Task directions:
Turn the data below, from its first line through the line containing "87 133 L 85", into a Markdown table with the columns Row and Line, leaving out blank lines.

Task inputs:
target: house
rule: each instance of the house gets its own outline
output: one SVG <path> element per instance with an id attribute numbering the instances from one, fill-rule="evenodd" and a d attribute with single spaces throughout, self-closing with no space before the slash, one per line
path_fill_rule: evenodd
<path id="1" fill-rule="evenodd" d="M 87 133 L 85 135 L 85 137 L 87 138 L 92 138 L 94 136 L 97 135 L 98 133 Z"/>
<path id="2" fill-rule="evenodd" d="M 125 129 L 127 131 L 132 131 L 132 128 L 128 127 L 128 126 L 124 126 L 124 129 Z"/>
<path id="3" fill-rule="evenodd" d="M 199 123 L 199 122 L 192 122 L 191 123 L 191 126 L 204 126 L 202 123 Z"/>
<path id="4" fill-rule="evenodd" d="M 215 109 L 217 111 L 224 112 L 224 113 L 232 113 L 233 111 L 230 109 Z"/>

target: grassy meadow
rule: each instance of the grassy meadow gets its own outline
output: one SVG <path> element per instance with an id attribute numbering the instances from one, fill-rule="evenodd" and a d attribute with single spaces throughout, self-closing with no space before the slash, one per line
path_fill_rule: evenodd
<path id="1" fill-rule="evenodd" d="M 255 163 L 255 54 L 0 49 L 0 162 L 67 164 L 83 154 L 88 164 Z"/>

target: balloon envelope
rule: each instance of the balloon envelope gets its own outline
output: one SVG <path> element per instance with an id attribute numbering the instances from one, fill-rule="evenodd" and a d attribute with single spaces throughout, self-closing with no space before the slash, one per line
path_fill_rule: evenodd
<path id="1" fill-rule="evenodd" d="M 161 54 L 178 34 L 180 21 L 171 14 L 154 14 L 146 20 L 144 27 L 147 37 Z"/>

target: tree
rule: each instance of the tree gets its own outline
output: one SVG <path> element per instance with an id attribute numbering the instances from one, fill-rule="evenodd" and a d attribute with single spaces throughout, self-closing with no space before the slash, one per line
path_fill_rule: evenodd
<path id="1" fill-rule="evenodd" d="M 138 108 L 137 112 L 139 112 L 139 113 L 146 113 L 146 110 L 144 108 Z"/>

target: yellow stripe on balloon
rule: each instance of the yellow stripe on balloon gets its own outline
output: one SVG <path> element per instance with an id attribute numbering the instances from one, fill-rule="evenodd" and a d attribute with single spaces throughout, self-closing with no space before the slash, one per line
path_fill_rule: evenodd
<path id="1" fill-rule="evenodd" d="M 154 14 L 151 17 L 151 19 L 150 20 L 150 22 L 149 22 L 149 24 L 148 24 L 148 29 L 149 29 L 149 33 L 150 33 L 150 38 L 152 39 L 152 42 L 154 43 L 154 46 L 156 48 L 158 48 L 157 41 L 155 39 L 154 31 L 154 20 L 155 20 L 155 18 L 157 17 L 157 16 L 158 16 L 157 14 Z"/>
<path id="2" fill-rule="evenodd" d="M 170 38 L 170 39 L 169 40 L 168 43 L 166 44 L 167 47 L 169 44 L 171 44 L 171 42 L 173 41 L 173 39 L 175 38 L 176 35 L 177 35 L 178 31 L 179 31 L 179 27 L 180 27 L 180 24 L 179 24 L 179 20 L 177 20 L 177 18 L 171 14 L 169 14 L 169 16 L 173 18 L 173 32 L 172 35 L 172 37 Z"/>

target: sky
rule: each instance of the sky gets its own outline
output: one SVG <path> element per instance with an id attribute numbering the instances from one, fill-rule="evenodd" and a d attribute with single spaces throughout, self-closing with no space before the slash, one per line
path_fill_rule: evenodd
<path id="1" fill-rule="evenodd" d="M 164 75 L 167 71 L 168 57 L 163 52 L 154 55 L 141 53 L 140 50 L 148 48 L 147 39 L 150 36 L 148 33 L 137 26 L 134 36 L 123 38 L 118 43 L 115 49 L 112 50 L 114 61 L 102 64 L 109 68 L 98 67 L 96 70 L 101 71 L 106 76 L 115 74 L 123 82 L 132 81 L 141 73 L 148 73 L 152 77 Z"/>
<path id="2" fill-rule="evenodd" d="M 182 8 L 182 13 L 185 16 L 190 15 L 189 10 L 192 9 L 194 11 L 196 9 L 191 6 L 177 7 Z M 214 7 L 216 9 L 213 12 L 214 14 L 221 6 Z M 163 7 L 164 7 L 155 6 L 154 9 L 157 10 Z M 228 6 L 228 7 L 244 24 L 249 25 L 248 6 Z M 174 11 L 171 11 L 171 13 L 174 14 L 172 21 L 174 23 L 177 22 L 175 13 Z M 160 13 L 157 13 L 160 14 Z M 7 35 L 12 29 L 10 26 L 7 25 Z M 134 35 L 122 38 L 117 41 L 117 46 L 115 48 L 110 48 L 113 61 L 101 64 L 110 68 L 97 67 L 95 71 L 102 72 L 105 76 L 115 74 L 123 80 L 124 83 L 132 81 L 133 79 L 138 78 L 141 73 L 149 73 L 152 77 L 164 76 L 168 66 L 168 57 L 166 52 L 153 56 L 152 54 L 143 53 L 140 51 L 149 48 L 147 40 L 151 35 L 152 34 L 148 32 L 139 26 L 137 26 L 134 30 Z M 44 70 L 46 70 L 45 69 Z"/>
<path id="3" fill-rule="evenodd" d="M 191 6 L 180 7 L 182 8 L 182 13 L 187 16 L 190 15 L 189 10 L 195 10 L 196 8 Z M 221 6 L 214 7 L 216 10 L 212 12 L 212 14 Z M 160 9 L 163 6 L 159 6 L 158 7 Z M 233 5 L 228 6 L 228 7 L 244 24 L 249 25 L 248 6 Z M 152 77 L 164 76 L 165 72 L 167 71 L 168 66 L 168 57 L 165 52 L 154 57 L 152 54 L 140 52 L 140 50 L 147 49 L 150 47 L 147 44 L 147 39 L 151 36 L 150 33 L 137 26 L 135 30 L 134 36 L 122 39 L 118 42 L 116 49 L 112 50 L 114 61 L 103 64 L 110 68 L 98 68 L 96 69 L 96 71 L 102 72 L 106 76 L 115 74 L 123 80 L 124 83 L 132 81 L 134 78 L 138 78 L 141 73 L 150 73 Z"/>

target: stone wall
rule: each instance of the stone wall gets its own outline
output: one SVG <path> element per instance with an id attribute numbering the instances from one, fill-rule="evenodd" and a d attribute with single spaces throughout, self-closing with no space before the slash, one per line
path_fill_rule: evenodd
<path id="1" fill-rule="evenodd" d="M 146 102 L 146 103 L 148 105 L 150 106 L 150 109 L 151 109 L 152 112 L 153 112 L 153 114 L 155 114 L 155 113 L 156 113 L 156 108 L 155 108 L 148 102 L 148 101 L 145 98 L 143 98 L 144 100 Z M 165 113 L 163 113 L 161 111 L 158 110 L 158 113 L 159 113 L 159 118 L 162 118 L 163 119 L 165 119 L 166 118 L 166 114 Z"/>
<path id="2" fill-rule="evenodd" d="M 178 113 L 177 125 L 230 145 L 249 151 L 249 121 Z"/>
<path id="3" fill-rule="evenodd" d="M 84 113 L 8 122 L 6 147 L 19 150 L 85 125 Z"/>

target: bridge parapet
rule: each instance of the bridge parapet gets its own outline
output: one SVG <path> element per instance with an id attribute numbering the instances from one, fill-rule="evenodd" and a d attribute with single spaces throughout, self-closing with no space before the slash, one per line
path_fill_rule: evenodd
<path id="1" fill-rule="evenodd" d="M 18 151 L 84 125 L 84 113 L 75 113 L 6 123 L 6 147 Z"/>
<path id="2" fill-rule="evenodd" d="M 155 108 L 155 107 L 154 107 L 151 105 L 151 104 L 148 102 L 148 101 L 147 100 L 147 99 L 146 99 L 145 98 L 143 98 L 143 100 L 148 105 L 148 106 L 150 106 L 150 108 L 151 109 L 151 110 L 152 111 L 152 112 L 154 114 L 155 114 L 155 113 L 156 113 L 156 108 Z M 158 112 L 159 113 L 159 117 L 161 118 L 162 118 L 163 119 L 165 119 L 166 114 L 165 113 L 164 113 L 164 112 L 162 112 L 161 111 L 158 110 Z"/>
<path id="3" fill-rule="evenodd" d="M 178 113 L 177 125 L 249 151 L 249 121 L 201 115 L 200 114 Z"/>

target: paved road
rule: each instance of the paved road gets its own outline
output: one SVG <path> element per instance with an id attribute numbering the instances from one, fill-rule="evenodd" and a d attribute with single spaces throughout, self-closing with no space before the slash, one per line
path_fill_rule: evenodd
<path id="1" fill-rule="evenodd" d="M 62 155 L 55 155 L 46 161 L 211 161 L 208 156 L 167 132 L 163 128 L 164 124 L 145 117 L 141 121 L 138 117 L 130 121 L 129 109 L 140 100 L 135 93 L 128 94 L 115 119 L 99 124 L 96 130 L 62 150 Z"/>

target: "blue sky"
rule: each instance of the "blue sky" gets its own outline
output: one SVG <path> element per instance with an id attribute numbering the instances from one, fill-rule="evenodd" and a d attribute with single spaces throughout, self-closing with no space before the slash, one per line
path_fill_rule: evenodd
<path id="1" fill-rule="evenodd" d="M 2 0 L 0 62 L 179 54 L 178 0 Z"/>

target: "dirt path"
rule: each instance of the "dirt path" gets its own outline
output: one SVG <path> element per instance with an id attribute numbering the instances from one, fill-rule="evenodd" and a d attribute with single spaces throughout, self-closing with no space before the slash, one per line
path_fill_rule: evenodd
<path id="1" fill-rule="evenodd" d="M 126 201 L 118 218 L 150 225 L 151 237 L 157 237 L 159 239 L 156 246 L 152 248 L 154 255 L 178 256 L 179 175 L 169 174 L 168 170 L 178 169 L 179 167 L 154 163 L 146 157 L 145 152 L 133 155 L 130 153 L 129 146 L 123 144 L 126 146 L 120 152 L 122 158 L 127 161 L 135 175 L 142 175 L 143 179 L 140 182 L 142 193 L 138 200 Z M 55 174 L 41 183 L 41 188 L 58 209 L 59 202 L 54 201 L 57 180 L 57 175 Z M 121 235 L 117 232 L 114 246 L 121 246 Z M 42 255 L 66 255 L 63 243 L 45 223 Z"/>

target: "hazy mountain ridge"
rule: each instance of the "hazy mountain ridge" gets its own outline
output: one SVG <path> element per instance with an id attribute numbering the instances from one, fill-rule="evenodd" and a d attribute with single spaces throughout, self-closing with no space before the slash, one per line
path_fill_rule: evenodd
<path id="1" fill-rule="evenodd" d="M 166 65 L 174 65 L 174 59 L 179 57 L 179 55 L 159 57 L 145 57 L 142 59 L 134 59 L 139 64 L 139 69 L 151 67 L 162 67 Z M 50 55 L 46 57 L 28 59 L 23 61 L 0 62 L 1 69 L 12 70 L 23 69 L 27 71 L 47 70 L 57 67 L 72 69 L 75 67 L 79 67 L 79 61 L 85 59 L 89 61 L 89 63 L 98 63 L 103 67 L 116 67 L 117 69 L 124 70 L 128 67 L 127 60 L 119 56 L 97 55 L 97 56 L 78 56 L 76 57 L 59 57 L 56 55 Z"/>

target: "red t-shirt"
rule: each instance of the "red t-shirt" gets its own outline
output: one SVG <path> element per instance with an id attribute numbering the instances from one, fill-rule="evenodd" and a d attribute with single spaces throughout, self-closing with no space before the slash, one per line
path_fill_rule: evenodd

Reply to the task:
| Row | Line |
|---|---|
| 1 | target: house |
| 2 | rule: each instance of the house gets its own outline |
| 3 | output: one SVG <path> element per instance with an id attribute numbering the instances from one, fill-rule="evenodd" and a d attribute with single spaces throughout, self-closing with no space before the slash, one per line |
| 4 | path_fill_rule: evenodd |
| 5 | <path id="1" fill-rule="evenodd" d="M 87 133 L 85 135 L 85 137 L 87 138 L 92 138 L 94 136 L 97 135 L 98 133 Z"/> |